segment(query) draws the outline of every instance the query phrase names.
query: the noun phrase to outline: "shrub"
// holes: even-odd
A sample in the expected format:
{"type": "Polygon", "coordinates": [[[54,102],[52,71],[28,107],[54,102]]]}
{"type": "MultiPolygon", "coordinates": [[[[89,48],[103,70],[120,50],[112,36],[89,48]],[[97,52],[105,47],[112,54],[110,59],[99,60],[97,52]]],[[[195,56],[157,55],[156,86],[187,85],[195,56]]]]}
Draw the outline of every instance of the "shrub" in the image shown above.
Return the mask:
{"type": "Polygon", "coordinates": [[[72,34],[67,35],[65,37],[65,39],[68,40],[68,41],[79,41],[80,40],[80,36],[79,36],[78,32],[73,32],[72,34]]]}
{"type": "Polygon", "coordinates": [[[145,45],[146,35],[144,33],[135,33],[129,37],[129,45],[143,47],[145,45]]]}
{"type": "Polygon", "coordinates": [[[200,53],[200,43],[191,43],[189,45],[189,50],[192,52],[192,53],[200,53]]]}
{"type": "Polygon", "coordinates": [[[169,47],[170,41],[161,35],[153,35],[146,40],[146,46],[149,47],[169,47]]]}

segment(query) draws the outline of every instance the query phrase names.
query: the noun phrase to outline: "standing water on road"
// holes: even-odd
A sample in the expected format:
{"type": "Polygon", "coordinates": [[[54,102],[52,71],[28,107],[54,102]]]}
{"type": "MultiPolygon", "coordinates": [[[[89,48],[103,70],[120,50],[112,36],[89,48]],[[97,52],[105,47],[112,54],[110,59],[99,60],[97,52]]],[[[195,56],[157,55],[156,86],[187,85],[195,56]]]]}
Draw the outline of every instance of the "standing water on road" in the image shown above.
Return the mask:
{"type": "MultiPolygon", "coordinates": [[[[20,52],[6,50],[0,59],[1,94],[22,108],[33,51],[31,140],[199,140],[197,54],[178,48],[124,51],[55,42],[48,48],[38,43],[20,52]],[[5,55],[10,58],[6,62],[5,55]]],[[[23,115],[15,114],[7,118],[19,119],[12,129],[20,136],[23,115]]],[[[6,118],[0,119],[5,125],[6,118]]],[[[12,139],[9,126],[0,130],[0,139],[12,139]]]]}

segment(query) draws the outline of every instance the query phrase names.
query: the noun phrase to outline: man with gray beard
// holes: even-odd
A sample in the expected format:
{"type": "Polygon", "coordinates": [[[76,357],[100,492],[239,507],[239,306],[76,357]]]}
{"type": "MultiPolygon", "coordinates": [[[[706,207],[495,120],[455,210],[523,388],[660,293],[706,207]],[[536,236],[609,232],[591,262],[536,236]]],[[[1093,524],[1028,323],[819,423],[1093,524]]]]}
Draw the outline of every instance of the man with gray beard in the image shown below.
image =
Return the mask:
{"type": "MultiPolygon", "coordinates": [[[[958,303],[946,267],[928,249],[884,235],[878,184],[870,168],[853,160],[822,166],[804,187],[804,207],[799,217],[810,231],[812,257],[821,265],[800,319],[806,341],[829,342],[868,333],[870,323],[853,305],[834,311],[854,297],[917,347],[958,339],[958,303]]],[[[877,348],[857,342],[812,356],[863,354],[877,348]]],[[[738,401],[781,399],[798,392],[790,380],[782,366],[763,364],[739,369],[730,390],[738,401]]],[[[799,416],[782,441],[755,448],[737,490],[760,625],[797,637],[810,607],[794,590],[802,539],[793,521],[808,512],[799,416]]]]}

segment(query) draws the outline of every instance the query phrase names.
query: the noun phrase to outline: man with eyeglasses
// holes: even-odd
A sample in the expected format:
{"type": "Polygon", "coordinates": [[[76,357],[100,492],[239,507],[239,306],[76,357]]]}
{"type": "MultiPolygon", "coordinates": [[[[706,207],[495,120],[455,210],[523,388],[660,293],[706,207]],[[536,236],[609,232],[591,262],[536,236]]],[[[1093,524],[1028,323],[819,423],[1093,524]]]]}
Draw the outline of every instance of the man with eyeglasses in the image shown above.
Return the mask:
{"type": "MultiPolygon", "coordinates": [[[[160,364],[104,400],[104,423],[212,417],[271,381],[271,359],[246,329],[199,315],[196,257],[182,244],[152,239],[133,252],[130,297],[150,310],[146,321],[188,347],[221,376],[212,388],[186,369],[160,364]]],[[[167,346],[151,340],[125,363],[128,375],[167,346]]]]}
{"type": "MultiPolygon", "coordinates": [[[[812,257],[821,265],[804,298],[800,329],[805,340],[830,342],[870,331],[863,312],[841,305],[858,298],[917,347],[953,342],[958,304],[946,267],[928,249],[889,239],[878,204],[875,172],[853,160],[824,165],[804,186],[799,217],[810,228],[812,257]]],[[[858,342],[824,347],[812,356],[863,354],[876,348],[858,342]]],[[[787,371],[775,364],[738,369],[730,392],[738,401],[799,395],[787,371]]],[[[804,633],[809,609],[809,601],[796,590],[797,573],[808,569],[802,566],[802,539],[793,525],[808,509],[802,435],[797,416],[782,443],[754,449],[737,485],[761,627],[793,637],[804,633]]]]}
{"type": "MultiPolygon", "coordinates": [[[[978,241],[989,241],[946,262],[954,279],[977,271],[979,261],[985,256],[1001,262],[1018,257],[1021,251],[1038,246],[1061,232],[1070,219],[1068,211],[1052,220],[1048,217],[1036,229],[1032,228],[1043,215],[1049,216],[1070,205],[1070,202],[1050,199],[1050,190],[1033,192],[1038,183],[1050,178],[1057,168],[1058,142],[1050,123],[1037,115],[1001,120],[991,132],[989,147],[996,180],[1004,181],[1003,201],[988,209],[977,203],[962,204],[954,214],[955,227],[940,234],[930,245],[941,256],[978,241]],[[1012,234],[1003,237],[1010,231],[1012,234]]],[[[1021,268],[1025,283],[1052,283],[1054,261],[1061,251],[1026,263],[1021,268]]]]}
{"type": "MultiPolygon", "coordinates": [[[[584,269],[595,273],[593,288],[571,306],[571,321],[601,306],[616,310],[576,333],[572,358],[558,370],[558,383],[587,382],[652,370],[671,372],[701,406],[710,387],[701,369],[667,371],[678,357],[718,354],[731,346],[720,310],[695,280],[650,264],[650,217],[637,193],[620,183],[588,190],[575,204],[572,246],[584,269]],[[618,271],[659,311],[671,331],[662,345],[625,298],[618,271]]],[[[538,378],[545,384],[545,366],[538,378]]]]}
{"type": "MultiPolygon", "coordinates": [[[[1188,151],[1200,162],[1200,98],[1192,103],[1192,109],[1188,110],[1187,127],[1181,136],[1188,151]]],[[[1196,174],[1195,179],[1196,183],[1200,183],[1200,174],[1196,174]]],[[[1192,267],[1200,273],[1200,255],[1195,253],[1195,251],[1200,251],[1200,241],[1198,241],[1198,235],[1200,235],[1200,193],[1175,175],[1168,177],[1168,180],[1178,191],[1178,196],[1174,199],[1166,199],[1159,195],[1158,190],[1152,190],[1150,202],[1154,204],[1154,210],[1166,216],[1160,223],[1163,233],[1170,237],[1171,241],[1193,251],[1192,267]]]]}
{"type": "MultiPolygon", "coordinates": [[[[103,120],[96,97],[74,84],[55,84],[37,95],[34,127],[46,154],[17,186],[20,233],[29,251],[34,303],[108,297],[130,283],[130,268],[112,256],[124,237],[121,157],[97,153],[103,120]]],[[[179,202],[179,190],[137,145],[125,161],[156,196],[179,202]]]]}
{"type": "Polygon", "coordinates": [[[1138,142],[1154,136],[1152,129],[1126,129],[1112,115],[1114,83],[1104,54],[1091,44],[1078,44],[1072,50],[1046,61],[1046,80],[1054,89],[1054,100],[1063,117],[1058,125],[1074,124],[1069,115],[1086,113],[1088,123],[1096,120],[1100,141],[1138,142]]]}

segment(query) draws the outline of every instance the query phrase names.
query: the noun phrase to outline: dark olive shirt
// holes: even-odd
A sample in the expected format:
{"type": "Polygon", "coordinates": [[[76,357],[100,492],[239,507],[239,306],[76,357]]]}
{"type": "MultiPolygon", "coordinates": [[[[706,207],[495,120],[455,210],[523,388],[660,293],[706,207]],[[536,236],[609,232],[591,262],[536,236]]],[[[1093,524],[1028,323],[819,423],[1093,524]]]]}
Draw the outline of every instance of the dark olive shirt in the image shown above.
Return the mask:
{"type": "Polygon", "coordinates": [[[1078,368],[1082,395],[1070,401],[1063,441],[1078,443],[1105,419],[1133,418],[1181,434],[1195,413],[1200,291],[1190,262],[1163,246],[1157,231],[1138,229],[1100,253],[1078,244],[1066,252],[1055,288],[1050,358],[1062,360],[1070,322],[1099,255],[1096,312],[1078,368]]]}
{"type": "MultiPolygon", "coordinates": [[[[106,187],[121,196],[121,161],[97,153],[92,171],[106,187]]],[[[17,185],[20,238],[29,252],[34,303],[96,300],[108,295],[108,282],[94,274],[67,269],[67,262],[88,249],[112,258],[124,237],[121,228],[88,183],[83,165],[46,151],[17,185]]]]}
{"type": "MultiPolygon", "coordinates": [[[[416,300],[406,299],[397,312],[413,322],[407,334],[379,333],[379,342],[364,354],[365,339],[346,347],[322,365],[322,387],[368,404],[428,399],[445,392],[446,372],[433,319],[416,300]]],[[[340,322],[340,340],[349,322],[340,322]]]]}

Exercise requirements: Find every line in the records above that contains the string "road" with matching case, and copy each of those lines.

Full solution:
query: the noun phrase to outline: "standing water on road"
Draw the outline of every instance of the "standing water on road" in the image shown above.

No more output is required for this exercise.